DATA SUPPLIED -
--- START ---
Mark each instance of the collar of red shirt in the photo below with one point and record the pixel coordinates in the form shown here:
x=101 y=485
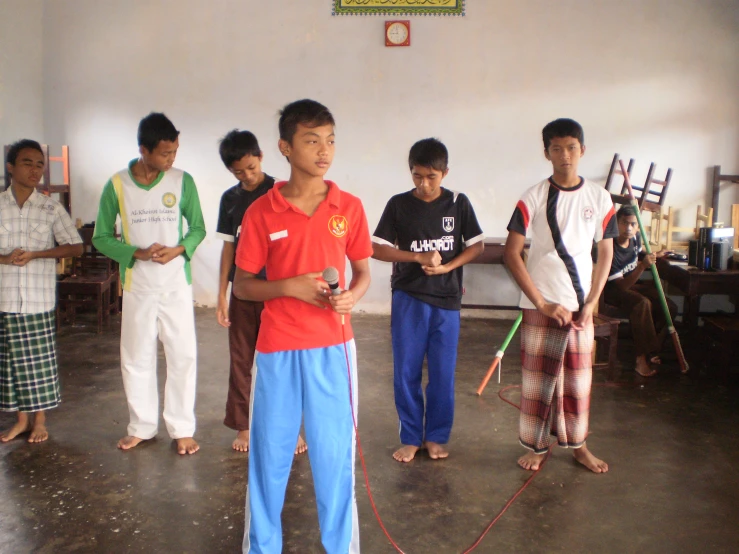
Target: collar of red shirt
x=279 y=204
--- END ---
--- START ---
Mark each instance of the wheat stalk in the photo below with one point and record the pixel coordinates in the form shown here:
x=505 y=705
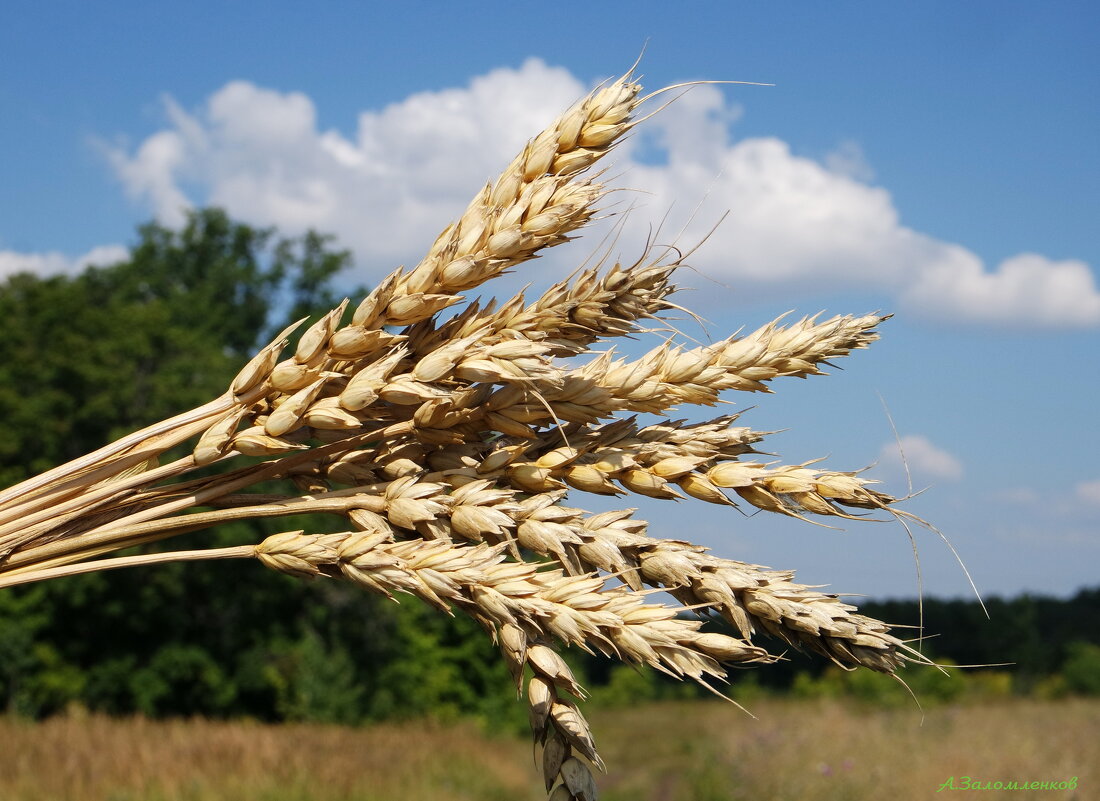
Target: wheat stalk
--- END ---
ASSIGNMENT -
Gather from the entries above all lines that include the string "Mark".

EXERCISE RESPONSE -
Mark each instance of the collar of red shirt in the photo below with one point and record the pixel coordinates in the form shown here:
Mark each instance of the wheat stalk in the photo below with one point and record the pixel coordinates in the form shown here:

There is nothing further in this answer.